| Dati |

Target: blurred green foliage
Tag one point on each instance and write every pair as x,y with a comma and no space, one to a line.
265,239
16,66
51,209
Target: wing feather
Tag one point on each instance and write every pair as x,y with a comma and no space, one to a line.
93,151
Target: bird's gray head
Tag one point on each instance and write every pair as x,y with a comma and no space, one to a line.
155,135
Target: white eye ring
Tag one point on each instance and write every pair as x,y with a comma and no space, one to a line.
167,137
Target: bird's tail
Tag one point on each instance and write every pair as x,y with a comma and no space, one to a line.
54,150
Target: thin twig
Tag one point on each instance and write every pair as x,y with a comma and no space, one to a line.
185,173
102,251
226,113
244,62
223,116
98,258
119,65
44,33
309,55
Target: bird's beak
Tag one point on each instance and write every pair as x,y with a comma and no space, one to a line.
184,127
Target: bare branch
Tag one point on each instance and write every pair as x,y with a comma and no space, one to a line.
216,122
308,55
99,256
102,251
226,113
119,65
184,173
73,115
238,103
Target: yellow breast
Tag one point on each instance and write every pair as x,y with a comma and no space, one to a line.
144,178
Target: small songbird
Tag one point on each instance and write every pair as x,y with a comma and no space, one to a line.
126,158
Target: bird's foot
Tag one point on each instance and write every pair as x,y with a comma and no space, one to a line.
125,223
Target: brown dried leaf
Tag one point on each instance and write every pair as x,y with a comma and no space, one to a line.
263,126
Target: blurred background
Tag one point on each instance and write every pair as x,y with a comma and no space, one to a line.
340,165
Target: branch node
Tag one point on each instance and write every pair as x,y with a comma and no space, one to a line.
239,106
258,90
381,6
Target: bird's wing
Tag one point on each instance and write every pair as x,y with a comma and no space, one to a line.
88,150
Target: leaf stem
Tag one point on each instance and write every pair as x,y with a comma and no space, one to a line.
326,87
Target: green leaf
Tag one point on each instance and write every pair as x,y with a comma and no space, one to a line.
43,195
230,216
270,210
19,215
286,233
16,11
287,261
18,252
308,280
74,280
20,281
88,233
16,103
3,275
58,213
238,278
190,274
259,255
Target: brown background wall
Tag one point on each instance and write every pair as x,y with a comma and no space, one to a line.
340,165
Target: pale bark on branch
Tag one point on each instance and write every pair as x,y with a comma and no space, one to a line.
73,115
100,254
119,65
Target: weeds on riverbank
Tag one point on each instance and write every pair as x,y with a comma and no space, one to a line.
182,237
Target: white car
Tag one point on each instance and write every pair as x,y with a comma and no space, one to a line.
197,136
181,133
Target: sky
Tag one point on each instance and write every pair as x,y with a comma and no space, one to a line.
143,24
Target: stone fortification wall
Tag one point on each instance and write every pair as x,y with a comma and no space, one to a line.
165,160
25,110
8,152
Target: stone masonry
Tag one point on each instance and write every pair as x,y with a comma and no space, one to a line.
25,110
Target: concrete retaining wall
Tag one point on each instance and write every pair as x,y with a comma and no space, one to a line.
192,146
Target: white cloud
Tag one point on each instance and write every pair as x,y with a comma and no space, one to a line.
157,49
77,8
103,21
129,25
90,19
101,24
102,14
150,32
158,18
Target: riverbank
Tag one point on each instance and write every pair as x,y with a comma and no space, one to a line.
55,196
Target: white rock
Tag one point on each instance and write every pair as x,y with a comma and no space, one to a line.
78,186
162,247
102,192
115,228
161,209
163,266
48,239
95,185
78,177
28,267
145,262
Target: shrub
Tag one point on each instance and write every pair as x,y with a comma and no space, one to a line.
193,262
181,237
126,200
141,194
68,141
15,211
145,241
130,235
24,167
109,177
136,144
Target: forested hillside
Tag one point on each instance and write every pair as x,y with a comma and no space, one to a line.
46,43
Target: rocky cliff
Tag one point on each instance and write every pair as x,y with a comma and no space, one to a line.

| Esercizio assegnato |
Estrai e riporta identiche le righe delle voci qui sopra, dalla riga che contiene "Target: stone fortification wall" fino all'ultima riga delle voci, entrambe comprese.

| Risposta corretta |
Target: stone fortification wall
Tag one point on each instance and write every pair as x,y with a comma and no space, one to a line.
165,160
25,110
8,152
Target: stone masonry
Tag one point on each instance and write every pair as x,y with a comma and no space, one to a line.
25,110
Target: concrete retaining wall
Tag one point on each instance and write every pair as x,y with a comma and no space, one to a line.
192,146
Target: white cloud
Tag one point on each instance and write every pair as x,y with a comma and no space, one to a line.
157,49
77,8
103,21
129,25
90,19
101,24
102,14
150,32
158,18
Target: riverbank
Tag one point on each instance and write every pair as x,y with a comma and no space, one to a line.
55,196
Target: white rock
Tag one point on each instance and write every pair as x,y with a comma and no space, one to a line.
78,186
162,247
102,192
115,228
161,209
163,266
48,239
95,185
78,177
28,267
145,262
Target: shrub
Tag one point on each instance and write every pair as x,y with a comma and no space, one to a line.
193,262
181,237
126,200
141,194
68,141
15,211
145,241
130,235
24,167
109,177
136,144
Target: forested hillside
Tag one point on each instance and write every pair as x,y with a comma and no space, one to a line.
46,43
Target: rocky cliff
Tag one point on each instance and write every pair as x,y with a comma and no space, one to a line.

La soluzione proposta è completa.